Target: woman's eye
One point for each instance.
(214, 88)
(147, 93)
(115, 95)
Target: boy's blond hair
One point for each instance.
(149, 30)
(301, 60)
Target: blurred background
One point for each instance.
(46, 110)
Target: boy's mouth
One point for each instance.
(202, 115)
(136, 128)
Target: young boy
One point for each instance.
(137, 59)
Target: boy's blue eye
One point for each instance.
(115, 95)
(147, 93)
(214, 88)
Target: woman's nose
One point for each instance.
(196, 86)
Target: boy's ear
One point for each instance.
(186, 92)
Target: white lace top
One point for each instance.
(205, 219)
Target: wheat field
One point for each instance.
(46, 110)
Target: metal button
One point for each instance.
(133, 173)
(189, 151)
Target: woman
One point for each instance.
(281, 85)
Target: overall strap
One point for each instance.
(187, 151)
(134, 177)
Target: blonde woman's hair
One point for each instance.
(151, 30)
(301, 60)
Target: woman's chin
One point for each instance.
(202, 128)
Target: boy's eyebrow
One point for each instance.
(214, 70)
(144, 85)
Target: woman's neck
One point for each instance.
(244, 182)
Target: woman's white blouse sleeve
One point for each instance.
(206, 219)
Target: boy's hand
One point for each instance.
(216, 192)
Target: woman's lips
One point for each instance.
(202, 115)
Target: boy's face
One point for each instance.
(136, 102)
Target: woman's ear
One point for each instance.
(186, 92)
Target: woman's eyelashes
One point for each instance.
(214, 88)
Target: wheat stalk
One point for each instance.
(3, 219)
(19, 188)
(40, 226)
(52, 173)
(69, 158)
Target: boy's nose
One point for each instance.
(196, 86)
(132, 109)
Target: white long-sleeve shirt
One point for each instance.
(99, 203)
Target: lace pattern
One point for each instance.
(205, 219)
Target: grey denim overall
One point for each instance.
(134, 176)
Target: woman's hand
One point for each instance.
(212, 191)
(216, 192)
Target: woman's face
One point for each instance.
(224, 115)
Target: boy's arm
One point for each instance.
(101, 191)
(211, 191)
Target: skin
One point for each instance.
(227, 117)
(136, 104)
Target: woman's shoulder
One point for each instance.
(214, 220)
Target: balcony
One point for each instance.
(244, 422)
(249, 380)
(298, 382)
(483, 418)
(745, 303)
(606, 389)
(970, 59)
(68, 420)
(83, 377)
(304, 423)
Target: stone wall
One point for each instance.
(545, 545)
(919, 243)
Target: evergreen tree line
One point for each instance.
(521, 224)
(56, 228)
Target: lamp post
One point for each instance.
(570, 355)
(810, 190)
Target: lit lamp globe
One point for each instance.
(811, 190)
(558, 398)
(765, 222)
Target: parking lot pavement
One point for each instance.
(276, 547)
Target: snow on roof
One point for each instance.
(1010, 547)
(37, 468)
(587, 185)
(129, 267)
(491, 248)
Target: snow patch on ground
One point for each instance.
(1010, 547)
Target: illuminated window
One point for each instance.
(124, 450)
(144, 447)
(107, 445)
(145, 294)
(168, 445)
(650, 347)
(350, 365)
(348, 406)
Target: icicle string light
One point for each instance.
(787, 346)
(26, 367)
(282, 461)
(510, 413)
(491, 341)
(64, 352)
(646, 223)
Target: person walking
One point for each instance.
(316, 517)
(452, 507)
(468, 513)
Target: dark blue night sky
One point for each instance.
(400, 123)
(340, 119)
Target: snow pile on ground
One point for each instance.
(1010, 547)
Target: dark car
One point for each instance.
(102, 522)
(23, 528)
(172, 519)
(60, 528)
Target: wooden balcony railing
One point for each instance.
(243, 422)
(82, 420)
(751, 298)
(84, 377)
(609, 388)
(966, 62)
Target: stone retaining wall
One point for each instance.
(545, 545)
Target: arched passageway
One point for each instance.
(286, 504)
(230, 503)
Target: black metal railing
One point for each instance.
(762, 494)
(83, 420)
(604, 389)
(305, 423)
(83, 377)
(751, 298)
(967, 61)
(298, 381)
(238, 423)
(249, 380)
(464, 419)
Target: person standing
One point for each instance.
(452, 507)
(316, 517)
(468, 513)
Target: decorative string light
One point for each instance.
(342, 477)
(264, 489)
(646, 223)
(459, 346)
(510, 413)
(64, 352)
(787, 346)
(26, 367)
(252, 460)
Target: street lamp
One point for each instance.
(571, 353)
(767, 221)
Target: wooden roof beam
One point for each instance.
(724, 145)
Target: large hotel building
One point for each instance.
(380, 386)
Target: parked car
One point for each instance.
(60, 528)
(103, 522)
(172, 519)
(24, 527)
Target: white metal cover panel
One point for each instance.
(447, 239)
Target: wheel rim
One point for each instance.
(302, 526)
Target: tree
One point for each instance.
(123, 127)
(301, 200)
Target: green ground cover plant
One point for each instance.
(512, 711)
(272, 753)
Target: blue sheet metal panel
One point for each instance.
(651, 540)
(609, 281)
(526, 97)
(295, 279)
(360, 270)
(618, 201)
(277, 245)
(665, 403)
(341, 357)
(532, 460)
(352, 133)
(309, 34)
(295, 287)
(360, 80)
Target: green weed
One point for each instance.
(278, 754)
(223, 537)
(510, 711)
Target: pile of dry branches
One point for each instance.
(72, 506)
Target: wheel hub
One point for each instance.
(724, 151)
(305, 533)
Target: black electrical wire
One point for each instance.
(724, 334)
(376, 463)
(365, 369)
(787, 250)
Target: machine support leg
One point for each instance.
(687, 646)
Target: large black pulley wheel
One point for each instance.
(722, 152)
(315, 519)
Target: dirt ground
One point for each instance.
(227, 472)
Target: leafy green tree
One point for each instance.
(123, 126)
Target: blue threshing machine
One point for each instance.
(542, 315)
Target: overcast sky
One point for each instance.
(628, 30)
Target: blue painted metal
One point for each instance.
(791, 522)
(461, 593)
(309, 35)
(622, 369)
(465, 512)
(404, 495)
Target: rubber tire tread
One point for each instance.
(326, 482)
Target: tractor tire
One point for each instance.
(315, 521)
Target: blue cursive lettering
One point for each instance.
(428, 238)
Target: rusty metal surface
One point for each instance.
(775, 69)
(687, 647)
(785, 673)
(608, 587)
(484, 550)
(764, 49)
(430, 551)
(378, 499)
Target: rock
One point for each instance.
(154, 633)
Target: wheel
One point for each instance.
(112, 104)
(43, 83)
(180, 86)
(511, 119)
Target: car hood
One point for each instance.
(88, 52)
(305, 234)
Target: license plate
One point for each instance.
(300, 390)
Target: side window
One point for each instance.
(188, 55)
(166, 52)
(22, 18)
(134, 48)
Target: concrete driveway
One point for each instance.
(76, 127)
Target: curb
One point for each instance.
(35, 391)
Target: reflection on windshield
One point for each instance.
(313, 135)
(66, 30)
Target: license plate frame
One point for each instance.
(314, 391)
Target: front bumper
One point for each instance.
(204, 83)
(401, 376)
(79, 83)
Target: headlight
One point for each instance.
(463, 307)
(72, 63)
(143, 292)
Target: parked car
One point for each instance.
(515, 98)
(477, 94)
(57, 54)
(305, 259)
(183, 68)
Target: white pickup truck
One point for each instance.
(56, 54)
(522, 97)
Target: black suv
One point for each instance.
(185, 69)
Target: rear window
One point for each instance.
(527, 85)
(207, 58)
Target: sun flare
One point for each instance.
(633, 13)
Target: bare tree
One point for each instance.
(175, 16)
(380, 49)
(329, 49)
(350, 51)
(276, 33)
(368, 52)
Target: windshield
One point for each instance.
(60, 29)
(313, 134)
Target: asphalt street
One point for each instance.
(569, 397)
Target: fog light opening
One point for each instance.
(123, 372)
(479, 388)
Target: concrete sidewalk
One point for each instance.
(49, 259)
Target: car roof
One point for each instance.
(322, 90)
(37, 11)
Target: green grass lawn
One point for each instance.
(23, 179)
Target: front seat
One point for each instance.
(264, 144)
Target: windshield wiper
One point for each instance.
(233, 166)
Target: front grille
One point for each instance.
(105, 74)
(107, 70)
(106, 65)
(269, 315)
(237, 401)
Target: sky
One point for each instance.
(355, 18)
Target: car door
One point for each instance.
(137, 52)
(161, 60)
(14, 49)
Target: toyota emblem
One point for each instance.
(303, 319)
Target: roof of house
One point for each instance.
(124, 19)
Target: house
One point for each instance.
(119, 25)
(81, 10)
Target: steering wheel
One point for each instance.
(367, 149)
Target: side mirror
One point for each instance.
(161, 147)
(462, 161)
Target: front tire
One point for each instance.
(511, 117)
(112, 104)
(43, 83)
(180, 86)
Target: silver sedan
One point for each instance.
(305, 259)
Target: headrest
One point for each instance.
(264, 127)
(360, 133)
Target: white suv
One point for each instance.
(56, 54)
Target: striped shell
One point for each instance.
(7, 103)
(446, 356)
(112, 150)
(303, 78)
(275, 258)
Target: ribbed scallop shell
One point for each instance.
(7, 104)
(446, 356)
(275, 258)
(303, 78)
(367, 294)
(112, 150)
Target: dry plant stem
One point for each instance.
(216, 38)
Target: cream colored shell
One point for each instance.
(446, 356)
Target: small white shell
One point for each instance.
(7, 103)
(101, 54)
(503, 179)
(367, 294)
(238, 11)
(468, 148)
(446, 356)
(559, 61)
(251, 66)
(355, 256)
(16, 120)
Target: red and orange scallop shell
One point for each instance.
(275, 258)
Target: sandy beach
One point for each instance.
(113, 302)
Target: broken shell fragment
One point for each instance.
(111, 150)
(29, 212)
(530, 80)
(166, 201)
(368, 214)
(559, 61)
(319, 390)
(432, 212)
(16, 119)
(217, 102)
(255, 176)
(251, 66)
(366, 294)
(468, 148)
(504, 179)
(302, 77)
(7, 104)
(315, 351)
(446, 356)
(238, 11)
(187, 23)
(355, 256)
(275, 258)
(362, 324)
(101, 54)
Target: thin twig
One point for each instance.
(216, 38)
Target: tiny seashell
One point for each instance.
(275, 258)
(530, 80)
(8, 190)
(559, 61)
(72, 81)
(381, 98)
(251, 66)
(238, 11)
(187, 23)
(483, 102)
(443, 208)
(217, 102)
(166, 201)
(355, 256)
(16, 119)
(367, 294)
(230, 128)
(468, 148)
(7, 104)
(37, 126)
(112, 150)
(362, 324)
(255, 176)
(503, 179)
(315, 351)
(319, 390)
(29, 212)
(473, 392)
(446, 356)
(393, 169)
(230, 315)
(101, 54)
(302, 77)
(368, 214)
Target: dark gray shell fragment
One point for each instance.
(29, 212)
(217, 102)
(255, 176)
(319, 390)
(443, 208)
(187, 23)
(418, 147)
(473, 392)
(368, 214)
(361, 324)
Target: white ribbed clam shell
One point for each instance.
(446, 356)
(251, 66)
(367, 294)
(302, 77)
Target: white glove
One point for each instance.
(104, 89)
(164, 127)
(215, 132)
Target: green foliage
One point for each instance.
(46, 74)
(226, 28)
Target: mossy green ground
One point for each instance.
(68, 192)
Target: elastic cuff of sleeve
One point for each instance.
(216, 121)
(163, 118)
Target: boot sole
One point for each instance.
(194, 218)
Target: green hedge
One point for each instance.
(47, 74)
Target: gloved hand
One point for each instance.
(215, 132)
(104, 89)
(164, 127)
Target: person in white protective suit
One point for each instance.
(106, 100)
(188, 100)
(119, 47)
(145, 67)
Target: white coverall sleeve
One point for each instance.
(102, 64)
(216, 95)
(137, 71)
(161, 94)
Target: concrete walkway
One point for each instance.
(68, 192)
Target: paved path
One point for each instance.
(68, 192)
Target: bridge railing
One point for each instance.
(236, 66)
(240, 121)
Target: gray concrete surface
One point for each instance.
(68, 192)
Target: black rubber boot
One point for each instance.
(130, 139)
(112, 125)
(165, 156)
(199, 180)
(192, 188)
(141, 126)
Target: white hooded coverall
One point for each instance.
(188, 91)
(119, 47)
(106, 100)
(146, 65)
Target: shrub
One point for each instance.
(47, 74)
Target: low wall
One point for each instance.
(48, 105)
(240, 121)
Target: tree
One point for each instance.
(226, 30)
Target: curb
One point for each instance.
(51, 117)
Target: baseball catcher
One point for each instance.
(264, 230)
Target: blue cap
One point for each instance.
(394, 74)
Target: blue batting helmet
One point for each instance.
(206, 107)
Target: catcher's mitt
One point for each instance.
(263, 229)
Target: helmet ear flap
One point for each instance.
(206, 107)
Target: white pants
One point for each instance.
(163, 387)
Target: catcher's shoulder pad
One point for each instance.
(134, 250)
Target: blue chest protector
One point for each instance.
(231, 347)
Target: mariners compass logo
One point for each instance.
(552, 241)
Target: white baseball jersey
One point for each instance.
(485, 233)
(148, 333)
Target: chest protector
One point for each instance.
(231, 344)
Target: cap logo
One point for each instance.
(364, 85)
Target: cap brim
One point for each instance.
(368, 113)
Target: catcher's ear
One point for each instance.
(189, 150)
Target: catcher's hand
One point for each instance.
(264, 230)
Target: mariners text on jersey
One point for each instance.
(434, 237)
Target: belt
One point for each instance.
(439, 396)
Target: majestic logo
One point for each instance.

** Assigned task **
In the listing above, find the line with "Target: white pants" and the line with "Target: cap logo", then print exactly those two lines and every line between them, and nothing more.

** Solution to this problem **
Target: white pants
One point for each instance.
(163, 387)
Target: catcher's shoulder pad
One point for each instance.
(134, 250)
Target: blue chest protector
One point for each instance.
(231, 347)
Target: mariners compass logo
One point for each instance.
(552, 241)
Target: white baseball jersey
One point for each instance.
(485, 233)
(148, 333)
Target: chest protector
One point for each instance.
(231, 344)
Target: cap logo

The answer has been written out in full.